#### [Given passage]
Content starts

Depending on the modelling, this may give a growing set of parameters or a corresponding set of unobserved random variables that we want to elim-inate or balance out in order to concentrate on the interesting parameters. Although parameter estimates are a necessary part of all solutions, the main focus in this thesis is on methods for uncertainty evaluation by computer intensive technique. This technique includes bootstrap analysis in a classical frequentist modelling and Markov chain Monte Carlo analysis in a Bayesian setting.

This thesis consists of this overview and ﬁve papers A, B, C, D and E, listed at the end and referred to as Paper A, Paper B etc.

2 A New Model for Car Crash Data

A new model for car crash data which aims to estimate and compare the relative collision safety among different car models is formulated in Paper A. This model uses data with all the variation in speed, direction and hit-ting points that occur in real traffic, in contrast to designed crash tests. Analysis with this model is relevant primarily for the driver safety. With a different classification, other goals such as minimising accident costs can also be analysed by similar modelling.

2.1 Earlier Models

The problem of estimating relative collision safety from real data has been studied earlier. In Sweden, the insurance company Folksam (Hägg et al. [48]), has developed methods enabling different car models to be ranked due to their respective safety level. There exists several other methods with similar purpose. Jeremy Broughton and the British Department of Transport [16] have worked out a method comparable to the method of Folksam. They use logistic regression methods and calculate two so called DOT indices by considering factors that are likely to influence the likelihood of being in-jured. Logistic regression models are also used by Tapio and Ernvall [91] and Cameron et al. [17] and [67], to obtain ranking lists of cars due to col-lision safety. Tapio et al. [90] have also developed another model with the

(14)

same purpose, but with a diﬀerent structure, as in Tapio and Ernvall [91].

2.2 Our Model

The aim with our model in Paper A is to estimate the relative collision safety among different car models. The main goals in the development are that the model should be theoretically well defined, the mechanisms behind the model should be easy to understand and the model should offer possibilities to estimate the parameter uncertainties without depending on dubious approximations to normality.

Content ends

#### [Entries shown]
Content starts

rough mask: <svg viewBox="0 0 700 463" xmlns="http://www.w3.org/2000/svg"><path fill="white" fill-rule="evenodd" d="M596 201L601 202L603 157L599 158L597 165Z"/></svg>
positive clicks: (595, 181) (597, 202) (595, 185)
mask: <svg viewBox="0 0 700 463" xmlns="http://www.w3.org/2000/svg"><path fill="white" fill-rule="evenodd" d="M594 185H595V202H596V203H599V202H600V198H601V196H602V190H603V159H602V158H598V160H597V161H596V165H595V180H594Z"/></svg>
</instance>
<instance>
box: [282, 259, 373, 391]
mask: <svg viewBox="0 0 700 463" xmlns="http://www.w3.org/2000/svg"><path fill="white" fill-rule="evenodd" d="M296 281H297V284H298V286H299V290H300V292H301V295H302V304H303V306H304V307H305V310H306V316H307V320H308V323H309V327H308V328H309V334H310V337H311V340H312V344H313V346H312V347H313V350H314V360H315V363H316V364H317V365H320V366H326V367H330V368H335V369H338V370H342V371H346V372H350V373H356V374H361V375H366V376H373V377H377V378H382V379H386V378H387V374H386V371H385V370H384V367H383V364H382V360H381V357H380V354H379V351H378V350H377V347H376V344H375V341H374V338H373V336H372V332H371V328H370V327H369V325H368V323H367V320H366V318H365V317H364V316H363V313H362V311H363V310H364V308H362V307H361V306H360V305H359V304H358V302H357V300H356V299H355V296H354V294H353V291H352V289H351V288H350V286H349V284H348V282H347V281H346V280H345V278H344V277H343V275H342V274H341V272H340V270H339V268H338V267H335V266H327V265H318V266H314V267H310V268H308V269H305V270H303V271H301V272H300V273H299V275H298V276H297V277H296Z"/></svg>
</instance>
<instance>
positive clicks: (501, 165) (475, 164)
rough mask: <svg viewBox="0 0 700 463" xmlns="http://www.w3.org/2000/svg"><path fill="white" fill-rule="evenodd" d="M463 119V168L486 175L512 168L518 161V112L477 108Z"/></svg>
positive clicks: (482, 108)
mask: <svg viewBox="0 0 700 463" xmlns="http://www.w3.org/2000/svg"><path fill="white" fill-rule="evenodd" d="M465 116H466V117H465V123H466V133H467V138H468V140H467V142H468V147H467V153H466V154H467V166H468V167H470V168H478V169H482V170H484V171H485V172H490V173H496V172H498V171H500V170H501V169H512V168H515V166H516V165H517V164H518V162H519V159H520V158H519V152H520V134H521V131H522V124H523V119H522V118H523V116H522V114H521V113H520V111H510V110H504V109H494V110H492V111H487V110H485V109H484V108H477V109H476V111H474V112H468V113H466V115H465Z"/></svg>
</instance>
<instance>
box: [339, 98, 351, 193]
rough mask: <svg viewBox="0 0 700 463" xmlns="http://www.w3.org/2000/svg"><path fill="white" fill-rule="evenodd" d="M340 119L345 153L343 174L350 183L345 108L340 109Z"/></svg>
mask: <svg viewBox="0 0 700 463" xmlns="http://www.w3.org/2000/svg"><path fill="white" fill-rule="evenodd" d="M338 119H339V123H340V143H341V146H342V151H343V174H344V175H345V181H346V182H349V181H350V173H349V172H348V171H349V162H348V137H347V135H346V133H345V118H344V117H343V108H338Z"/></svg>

Content ends

#### [Description of the task]
Carry the car crash safety modeling overview forward, starting right after its last sentence. The items come from a different source than the text on car crash safety modeling.

#### [Task answer]
We introduce a parameter α_kfor the relative risk after correction for the weight of a car. Each α_k will be connected to one speciﬁc car model. Our information comes from police reported collisions in combination with hos-pital information about injury classes. See Paper A for details. The driver injuries are classiﬁed into four classes: 0,1,2 and 3, where 0 represents that the driver is unhurt and with an increasing scale up till 3, which represents that the driver is dead. Further information from the data base are car model and weight of the car.

In a head on crash, both cars are exposed to the same force, but the violence to the drivers are different. This difference might have many ex-planations, but one of the most intuitive factors that seems to influence the injury outcome is the almost instantaneous change of speed that the driver or the passengers are exposed to. Such information is, however, not given in the data base, but we shall introduce parameters closely related to the change of speed in each crash. Other important factors are the type of car being driven and the masses of the two cars involved in the crash. It has also been shown that a person’s age and sex influence the injury risk in accidents that are otherwise similar.

We let t be a measure of how much violence the driver is exposed to in the crash, i.e. t is a function of the car model being driven, car mass and change of speed. We use the following criteria in the search of a suitable model: in the case of a gentle crash, the violence to the driver should be small and the probability that the driver is unhurt should be close to one. On the other hand, in the case of a heavy crash, the probability of a minor injury should be close to zero and the probability that the driver is badly hurt or dead ought to be close to one. When a person ends up in, for example, injury class 2, he or she has in some sense passed through the states 0 and 1. That is, given that one has reached a certain state, there is a probability to move to a higher state. This kind of model structure, with an ordinal model and a probability to move from one state to another, is the same structure as

(15)

in a pure birth process. See for example Ross [83]. We use the structure given from that type of process, with an expression of the violence instead of a time parameter. This model is well deﬁned and Kolmogorov’s equations enable us to express the likelihood for the whole data set. We use maximum likelihood estimation of the parameters. Though possible to express, it is not possible to maximise the likelihood analytically to obtain expressions for the parameter estimates. We have therefore used computer based techniques to obtain the parameter estimates. The parameters in our model are of three diﬀerent types: the relative risk parametersα , the birth rates λ in the birth process and the parameters introduced to replace the information of change of speed, θ. Therefore, a three step procedure is iterated in the estimation, one step for each parameter type. Our parameter of interest is α, while λ and θ are nuisance parameters.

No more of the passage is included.